Written task:
Pull out every line in the records below that contains the word "white".

——

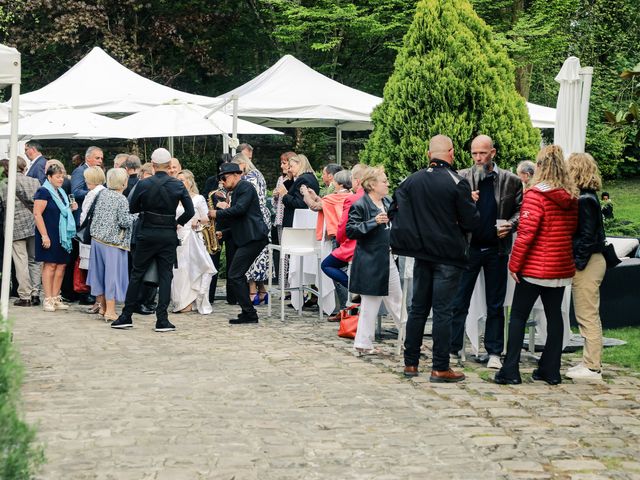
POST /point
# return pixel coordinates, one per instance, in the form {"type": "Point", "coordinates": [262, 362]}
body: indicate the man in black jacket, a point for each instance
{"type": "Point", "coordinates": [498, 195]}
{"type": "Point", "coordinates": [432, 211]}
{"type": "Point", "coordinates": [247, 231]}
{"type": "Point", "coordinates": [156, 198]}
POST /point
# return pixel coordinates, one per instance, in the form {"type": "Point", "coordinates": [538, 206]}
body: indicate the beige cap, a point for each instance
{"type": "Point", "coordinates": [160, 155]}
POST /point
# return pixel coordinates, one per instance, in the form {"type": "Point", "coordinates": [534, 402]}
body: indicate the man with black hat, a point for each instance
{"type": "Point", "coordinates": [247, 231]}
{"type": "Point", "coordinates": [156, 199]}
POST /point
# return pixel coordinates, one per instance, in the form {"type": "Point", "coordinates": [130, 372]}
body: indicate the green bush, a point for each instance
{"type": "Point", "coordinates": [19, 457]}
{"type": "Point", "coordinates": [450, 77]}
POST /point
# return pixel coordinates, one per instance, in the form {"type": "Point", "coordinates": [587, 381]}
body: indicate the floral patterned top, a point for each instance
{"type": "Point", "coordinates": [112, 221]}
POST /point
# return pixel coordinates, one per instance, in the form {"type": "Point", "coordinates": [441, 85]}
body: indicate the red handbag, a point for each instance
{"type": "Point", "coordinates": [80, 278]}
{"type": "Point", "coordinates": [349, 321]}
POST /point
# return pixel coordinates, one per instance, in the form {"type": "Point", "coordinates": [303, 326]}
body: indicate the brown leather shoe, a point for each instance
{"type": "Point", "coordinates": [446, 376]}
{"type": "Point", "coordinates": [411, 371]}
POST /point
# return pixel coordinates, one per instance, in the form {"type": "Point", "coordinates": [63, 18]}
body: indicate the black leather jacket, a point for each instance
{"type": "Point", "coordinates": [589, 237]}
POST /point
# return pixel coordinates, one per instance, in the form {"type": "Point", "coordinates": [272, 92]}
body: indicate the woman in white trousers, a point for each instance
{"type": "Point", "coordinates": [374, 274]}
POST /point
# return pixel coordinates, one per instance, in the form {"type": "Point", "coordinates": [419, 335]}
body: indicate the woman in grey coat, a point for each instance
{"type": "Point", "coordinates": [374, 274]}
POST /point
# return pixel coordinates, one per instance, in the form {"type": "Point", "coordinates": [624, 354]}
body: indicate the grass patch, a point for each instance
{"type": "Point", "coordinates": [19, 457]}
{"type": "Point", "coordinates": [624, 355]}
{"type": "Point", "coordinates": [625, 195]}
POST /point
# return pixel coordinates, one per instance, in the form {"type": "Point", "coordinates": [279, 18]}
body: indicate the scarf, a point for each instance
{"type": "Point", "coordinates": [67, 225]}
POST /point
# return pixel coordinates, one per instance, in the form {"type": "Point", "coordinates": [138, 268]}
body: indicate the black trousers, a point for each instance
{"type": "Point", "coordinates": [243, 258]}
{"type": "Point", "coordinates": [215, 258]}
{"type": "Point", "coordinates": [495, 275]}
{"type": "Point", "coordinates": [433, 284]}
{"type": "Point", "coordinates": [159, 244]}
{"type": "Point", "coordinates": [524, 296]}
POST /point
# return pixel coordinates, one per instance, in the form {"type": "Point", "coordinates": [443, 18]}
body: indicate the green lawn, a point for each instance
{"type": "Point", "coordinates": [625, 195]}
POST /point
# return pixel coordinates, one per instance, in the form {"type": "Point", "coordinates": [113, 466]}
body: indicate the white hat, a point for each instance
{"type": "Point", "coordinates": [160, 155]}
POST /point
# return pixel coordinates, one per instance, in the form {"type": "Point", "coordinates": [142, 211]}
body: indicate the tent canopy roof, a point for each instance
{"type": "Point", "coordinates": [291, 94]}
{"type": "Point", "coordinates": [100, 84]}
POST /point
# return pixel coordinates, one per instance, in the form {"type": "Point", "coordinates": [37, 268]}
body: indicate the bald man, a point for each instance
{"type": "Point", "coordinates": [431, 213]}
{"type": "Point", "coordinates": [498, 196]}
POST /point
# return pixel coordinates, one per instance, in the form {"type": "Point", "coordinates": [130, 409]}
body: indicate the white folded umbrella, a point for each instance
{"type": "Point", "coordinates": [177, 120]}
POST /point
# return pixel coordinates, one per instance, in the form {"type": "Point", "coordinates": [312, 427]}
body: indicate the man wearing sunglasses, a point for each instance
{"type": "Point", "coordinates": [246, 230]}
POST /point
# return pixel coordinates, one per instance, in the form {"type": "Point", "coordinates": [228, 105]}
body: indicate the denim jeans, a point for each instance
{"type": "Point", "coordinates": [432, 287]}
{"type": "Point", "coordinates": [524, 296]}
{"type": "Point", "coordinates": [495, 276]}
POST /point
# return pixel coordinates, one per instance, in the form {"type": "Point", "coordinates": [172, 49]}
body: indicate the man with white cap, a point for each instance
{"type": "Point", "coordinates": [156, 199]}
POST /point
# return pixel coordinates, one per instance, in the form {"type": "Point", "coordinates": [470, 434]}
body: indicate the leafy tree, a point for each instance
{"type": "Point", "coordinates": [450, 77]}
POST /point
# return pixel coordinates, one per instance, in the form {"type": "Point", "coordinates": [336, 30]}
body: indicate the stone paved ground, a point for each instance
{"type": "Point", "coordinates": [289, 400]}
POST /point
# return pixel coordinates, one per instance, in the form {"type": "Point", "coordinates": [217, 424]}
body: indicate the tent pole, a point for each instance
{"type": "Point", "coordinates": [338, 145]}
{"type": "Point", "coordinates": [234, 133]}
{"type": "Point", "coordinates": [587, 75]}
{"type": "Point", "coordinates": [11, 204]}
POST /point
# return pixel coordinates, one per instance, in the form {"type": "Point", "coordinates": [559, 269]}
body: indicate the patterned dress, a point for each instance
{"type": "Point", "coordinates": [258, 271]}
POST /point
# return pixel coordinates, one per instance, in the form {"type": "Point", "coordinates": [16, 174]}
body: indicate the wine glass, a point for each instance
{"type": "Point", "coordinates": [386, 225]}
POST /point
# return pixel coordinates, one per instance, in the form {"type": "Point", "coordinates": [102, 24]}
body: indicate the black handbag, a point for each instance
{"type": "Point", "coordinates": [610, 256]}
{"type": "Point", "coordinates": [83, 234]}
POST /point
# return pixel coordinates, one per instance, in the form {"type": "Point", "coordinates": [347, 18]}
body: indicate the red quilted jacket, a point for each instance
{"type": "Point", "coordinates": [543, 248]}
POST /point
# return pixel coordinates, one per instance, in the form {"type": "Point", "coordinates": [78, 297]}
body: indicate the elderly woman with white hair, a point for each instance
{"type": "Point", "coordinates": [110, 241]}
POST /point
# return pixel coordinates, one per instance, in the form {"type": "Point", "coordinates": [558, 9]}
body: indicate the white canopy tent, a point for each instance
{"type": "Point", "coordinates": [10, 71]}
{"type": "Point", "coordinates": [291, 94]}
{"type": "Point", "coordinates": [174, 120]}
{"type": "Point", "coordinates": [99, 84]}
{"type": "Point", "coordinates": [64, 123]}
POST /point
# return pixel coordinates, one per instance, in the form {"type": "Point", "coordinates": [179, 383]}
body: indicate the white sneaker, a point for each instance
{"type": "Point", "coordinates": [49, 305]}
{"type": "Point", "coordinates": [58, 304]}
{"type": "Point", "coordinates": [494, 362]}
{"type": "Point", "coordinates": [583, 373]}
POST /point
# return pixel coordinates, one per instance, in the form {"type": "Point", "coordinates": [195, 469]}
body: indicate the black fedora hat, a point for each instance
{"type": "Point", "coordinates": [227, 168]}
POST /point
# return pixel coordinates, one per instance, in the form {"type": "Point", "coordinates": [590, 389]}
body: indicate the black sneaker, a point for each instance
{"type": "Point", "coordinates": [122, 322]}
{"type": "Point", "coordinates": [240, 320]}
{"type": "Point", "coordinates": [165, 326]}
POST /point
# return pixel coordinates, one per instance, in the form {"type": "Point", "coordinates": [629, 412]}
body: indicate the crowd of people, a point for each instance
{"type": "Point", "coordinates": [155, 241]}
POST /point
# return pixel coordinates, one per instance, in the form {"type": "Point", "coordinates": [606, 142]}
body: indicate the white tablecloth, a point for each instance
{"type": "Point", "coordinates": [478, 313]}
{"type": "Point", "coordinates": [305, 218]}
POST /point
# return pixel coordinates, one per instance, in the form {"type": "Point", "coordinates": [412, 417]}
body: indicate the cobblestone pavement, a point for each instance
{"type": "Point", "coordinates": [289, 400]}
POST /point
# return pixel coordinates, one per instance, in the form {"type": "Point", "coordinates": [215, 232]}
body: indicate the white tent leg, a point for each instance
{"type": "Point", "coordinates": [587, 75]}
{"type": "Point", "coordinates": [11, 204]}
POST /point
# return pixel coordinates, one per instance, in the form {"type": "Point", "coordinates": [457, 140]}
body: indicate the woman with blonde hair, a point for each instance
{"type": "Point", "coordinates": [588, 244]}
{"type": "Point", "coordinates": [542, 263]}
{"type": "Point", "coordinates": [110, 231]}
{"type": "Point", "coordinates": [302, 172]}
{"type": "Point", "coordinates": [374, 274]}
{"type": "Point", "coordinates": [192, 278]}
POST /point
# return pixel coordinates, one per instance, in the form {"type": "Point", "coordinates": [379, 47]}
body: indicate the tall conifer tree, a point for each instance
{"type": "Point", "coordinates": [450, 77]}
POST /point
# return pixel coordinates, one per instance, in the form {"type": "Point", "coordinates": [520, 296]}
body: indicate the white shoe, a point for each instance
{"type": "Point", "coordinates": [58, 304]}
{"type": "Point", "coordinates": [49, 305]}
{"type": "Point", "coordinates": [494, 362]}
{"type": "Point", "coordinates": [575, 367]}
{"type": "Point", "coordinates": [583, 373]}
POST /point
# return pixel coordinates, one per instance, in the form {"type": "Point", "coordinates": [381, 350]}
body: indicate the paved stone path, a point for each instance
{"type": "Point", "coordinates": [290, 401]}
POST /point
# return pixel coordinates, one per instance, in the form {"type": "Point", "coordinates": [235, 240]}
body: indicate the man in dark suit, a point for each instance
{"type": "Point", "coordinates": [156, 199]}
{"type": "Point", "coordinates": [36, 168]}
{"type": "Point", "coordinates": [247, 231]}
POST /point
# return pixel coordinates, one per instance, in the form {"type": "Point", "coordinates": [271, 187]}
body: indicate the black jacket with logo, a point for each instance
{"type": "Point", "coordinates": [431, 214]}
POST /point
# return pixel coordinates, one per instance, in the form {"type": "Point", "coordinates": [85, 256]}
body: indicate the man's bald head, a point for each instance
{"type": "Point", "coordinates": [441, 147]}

——

Reply:
body: indicate the woman in white trousers, a point for each instance
body: indicate the white hat, a point for each instance
body: indicate the white folded umbrella, a point for each instance
body: indicate the man with white cap, a point for each instance
body: indicate the elderly woman with white hair, a point for each instance
body: indicate the white canopy tent, a point for each instance
body: indicate the white sneaker, a point for each instance
body: indicate the white tablecloth, a point for each instance
body: indicate the white tent leg, a point for each instance
body: indicate the white shoe, a point for each instance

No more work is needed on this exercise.